Recast the material below as a Markdown table with the columns Number and Line, giving each non-blank line its own row and numbering the rows in order.
************
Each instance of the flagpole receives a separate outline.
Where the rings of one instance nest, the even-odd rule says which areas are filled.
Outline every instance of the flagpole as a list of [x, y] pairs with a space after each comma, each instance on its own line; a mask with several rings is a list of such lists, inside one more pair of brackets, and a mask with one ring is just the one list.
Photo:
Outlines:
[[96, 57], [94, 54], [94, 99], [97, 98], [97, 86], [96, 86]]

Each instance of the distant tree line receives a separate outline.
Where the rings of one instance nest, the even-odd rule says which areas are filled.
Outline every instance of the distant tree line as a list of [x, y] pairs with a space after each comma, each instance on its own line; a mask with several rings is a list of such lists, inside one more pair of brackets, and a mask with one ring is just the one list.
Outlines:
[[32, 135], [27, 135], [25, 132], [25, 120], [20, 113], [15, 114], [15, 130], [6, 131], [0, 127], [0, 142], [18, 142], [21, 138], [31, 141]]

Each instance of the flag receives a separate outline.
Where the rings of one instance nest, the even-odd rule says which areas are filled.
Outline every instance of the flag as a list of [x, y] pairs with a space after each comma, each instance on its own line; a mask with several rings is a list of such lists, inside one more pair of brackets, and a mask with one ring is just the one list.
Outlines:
************
OUTPUT:
| Number | Line |
|---|---|
| 1 | Each instance of the flagpole receives a separate outline. |
| 2 | Where the rings of one instance nest, the even-odd rule says which areas are filled. |
| 3 | Outline every instance of the flagpole as a list of [x, y] pairs with a space after each comma, each instance on its own line; a mask with several rings is a list of such lists, inside one more pair of brackets, and a mask with one ring is just the one list. |
| 4 | Photo: |
| 5 | Outlines: |
| 6 | [[96, 57], [94, 54], [94, 99], [97, 98], [97, 86], [96, 86]] |
| 7 | Each instance of the distant tree line receives a separate outline. |
| 8 | Where the rings of one instance nest, the even-odd rule says which areas are filled. |
| 9 | Outline every instance of the distant tree line as a list of [x, y] pairs with a space after each comma, each instance on its own line; a mask with several rings is a list of such lists, inside one more pair of brackets, and a mask with one ring is just the one list. |
| 10 | Outlines: |
| 11 | [[32, 135], [27, 135], [25, 132], [25, 120], [20, 113], [15, 114], [15, 130], [6, 131], [0, 127], [0, 142], [18, 142], [21, 138], [31, 141]] |
| 12 | Each instance of the flag receives a separate outline. |
| 13 | Where the rings of one instance nest, the even-odd rule says which areas are filled. |
| 14 | Outline every instance of the flag as a list of [x, y] pairs with a space after each comma, each instance on its own line; a mask with several rings is a list of such lists, inside one more pair of brackets, and a mask with one ring is just the one list. |
| 15 | Outlines: |